*Tasks and exercises:*
a: In the blog post about students' "I don't feel good" stories, list every remark the teacher says aloud to the boy who claims he can't breathe.
b: From the blog post about students' "I don't feel good" stories, quote the passage from "Shrugs shoulders." to "hallway at lunch.".

*Excerpt:*
■ ■ ■

Wednesday, March 5, 2008

Oh, the drama!

As an elementary teacher, I hear them nearly every day. The "I don't feel good" stories. Today I'm in a fourth grade class, subbing for teacher who went home sick, and so the children have a new person to try their "I don't feel good" stories on.

The first one was easy. Right before lunch, little girl who had to have her friend come tell me she didn't feel good. My response: 1. She can't feel that bad if you're the one who's telling me. 2. Wait till after lunch because you might just be hungry. Watched very same little girl giggling, laughing, having a jolly old time at recess. And still she tried it after lunch. Yeah...she's staying here for the afternoon! :o)

The second one was more entertaining. During social studies, as I'm teaching, little boy comes up and tells me he can't breathe. I look at him. Color, normal; breathing sounds, normal. Already this was sounding suspicious. Kid looks at me; I look at kid.
I say, "Oh."
He repeats, "I can't breathe."
"Well, what do you think we should do about that?"
Shrugs shoulders.
"What would you like me to do about that?"
Shrugs shoulders again.
"I think you're going to be OK."
Shoots me a disbelieving look and mutters, "But I can't breathe," on the way back to his seat.

But my favorite "I don't feel good" story today is one I overheard in the hallway at lunch.
As "Billy" walks down the hall with the social worker, he is stopped by "Ralph," who very calmly says, "You hit me." Billy says he didn't, and Ralph corrects him. This apparently happened at recess, when Billy was messing around in line, he flung an arm and hit Ralph.
But the best part was Ralph's story, "Yeah, at recess, in line, you swung around and hit me right in the head, and now I have a huge bump there and I can't see so well and I'm probably going to have to go to the hospital and have all kinds of tests done and it really hurt."
This from a child who is walking upright, with no visible signs of distress, and not even an ice pack to cure his aching head. I had to walk away and restrain myself from laughing. If only we could find a way to harness this creativity and use it for the forces of good instead of the forces of excuse-making.....

1 comment:

SavvyD said...

I hear your pain. I've started keeping a blog of my teaching. They realllllly do complain alot and make up stories. One girl tried to say that I scratched her. Um, yeah right. No one could see a thing on her.

■ ■ ■

*Dataset entries:*
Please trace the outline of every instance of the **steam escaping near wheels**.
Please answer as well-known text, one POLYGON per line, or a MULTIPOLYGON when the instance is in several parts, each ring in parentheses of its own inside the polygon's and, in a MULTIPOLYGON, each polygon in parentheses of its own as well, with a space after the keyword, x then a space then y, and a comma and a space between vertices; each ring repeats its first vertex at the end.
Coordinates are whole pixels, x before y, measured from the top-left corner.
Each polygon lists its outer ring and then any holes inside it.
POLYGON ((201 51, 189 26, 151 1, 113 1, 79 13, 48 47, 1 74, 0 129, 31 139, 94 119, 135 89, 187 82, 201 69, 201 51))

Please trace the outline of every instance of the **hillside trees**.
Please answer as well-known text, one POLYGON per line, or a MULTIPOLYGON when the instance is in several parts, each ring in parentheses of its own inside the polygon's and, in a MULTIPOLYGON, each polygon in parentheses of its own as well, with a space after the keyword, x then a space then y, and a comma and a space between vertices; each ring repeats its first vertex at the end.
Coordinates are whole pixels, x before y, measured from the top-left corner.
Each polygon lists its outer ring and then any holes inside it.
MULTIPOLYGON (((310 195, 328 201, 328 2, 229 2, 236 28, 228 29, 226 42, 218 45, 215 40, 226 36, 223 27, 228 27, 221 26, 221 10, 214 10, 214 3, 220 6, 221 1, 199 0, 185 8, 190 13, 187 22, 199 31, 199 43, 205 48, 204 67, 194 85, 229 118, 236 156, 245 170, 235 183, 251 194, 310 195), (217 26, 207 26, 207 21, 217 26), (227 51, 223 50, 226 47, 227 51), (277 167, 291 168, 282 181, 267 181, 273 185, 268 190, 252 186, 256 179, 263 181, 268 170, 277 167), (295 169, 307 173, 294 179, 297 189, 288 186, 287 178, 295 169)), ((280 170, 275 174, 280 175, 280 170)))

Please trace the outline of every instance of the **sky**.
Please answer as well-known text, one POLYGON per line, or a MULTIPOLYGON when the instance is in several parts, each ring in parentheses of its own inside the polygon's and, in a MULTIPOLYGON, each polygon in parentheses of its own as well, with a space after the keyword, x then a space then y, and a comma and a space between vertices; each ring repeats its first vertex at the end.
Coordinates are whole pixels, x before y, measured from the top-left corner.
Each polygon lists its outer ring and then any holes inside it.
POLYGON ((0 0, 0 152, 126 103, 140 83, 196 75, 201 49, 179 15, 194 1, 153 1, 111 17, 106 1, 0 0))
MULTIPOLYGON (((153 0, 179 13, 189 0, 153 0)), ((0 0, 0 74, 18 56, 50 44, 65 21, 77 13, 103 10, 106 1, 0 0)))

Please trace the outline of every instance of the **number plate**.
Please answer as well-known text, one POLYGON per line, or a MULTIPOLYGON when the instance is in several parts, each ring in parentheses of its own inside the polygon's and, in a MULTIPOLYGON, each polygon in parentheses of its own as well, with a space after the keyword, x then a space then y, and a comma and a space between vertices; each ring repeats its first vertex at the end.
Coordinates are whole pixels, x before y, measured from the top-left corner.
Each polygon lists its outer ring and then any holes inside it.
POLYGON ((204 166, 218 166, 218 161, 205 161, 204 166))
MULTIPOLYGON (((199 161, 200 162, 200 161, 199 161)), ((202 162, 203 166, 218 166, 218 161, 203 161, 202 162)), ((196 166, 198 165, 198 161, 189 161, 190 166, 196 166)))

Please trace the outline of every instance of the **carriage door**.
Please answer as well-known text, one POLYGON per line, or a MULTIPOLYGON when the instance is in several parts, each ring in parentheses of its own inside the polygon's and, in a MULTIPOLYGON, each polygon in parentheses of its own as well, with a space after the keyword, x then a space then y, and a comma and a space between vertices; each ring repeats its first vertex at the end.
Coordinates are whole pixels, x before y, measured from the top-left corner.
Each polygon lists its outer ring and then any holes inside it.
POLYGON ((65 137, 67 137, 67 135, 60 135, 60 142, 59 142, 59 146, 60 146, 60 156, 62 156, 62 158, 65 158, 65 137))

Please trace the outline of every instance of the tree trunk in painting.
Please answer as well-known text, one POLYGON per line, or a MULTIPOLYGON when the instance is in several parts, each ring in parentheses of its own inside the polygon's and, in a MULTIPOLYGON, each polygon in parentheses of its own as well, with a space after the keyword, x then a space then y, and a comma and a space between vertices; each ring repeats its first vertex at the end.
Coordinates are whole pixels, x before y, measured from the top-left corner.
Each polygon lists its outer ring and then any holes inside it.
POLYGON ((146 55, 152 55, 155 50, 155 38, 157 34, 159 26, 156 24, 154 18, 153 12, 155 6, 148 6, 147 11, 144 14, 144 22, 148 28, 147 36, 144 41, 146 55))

■ ■ ■

*Answers per task:*
a:
- "Oh."
- "Well, what do you think we should do about that?"
- "What would you like me to do about that?"
- "I think you're going to be OK."

b:
Shrugs shoulders.
"What would you like me to do about that?"
Shrugs shoulders again.
"I think you're going to be OK."
Shoots me a disbelieving look and mutters, "But I can't breathe," on the way back to his seat.

But my favorite "I don't feel good" story today is one I overheard in the hallway at lunch.